# [Supplied information]
━━━

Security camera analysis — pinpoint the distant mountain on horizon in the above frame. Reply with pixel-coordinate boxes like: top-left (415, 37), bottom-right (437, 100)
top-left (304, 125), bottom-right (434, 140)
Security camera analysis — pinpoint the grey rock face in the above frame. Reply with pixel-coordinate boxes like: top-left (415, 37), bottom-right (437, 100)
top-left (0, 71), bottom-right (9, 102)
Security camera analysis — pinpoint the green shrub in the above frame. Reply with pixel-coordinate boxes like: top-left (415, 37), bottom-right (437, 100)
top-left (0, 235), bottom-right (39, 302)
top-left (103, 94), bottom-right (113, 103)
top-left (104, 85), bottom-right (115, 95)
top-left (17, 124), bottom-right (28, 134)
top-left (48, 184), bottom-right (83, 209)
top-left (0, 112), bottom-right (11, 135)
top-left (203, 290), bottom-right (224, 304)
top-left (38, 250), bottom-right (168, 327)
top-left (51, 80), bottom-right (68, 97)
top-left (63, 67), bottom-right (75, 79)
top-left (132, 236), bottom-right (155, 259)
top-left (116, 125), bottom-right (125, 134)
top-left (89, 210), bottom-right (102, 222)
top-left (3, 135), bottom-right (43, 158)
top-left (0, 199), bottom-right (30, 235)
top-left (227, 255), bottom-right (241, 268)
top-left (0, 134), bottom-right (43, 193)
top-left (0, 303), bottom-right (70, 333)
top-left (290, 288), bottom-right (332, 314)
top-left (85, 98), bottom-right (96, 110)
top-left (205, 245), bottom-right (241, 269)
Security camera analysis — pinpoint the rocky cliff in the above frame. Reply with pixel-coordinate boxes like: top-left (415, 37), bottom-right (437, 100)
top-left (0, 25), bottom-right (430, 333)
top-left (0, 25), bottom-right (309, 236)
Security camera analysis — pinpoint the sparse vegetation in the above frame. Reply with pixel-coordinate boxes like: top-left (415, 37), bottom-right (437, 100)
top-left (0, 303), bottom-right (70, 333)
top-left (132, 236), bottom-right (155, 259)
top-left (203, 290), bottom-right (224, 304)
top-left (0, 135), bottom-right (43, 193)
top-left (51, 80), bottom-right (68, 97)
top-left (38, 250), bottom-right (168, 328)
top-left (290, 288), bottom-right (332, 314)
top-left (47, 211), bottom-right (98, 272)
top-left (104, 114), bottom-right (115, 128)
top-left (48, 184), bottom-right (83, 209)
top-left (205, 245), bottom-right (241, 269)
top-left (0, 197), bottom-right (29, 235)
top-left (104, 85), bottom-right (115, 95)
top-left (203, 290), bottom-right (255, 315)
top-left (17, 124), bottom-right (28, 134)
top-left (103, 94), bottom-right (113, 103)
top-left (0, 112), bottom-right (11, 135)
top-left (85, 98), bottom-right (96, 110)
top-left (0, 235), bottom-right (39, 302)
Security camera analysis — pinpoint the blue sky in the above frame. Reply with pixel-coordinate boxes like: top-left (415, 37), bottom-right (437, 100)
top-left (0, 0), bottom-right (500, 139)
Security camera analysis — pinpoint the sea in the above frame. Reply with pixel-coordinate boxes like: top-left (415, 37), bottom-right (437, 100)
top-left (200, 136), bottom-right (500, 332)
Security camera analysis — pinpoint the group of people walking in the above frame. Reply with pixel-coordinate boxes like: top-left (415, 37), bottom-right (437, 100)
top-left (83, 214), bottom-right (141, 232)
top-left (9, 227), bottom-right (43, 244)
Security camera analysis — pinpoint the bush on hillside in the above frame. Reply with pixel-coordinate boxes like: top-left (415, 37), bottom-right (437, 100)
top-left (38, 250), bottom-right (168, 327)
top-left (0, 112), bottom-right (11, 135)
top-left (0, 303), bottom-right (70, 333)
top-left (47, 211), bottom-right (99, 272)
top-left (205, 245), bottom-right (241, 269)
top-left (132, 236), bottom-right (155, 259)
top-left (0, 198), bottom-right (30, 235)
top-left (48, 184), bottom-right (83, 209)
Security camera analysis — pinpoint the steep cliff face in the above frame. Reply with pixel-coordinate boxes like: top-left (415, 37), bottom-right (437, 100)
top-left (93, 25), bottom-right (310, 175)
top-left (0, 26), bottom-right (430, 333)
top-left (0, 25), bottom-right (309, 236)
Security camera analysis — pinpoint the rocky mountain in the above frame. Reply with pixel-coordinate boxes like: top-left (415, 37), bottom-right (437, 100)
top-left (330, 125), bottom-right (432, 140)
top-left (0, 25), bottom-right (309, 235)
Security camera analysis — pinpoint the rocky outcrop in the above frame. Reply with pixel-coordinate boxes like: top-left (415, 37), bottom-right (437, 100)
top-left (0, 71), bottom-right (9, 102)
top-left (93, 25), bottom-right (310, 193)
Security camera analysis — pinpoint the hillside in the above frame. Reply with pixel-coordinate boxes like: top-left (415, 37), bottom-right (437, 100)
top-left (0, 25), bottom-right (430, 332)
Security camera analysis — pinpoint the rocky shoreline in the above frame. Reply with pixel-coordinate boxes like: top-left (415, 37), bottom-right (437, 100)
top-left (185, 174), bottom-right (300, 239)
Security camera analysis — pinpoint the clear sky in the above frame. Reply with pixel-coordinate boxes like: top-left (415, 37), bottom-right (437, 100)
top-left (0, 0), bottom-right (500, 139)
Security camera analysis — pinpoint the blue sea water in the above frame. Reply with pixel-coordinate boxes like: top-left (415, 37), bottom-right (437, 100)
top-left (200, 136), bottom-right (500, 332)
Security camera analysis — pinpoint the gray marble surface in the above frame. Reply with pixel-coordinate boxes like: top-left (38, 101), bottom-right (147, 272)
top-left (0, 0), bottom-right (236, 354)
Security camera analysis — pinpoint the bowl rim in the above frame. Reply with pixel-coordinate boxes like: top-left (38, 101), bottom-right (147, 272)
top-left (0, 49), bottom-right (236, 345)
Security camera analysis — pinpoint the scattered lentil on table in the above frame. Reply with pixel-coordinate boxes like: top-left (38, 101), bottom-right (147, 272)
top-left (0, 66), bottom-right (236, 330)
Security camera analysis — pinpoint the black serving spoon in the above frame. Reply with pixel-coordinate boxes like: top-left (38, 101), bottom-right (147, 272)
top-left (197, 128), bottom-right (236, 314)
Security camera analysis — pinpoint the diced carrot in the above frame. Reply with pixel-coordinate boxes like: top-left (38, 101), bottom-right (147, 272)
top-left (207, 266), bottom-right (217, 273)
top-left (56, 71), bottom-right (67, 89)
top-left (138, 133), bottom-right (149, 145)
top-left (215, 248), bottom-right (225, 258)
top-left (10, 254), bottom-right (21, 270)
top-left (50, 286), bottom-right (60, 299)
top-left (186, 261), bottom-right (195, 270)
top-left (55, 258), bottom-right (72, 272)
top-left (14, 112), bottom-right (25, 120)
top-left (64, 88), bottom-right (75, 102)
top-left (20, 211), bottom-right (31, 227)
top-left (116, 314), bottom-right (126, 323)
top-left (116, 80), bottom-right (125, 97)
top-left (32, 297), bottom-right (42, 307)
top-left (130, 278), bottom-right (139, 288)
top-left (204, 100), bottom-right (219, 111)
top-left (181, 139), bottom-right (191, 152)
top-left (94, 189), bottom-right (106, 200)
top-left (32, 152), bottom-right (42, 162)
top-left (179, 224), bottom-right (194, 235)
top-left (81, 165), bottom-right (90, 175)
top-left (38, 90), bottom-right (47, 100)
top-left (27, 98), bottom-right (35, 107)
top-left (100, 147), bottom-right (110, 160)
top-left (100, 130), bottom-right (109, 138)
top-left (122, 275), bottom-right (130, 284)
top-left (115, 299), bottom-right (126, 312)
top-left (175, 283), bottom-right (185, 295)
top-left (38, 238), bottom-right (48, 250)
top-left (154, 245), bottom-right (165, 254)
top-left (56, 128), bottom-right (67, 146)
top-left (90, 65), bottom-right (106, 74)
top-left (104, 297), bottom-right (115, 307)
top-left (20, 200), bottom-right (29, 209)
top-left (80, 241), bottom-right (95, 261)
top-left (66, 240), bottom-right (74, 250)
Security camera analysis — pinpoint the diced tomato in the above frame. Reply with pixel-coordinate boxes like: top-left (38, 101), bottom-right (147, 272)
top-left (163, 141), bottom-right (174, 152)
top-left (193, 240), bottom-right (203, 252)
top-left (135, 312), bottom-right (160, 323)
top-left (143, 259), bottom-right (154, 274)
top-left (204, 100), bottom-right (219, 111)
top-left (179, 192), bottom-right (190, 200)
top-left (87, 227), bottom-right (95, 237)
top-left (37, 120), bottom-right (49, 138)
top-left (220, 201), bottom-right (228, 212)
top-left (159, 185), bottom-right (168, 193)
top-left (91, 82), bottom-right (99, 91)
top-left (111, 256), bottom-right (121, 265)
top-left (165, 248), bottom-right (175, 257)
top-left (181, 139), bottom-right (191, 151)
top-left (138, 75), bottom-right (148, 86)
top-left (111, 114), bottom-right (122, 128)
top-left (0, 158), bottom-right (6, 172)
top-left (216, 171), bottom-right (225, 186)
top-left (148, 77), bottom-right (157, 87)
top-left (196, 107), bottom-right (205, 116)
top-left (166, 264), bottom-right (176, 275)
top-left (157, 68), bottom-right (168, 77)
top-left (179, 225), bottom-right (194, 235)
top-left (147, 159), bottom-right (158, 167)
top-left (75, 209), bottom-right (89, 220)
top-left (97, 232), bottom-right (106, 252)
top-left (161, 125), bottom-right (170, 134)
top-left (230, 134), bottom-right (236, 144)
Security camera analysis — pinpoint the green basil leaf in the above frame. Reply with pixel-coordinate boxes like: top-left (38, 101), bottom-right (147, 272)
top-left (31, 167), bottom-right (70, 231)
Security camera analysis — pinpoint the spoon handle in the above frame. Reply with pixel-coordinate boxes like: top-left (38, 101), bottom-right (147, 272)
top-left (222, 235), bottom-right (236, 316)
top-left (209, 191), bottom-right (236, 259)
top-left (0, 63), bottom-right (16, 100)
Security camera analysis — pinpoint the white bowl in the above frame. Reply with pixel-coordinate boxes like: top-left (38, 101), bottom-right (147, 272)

━━━

Lay out the data from its first line through the line holding "top-left (304, 125), bottom-right (434, 140)", inclusive, as a Markdown table with the columns Row and Line. Number each line in Row, put its text in Line, and leave out blank lines.

# [The solution]
| Row | Line |
|---|---|
| 1 | Security camera analysis — pinpoint the distant mountain on horizon in the above frame. Reply with pixel-coordinate boxes like: top-left (415, 37), bottom-right (437, 100) |
| 2 | top-left (304, 125), bottom-right (434, 140) |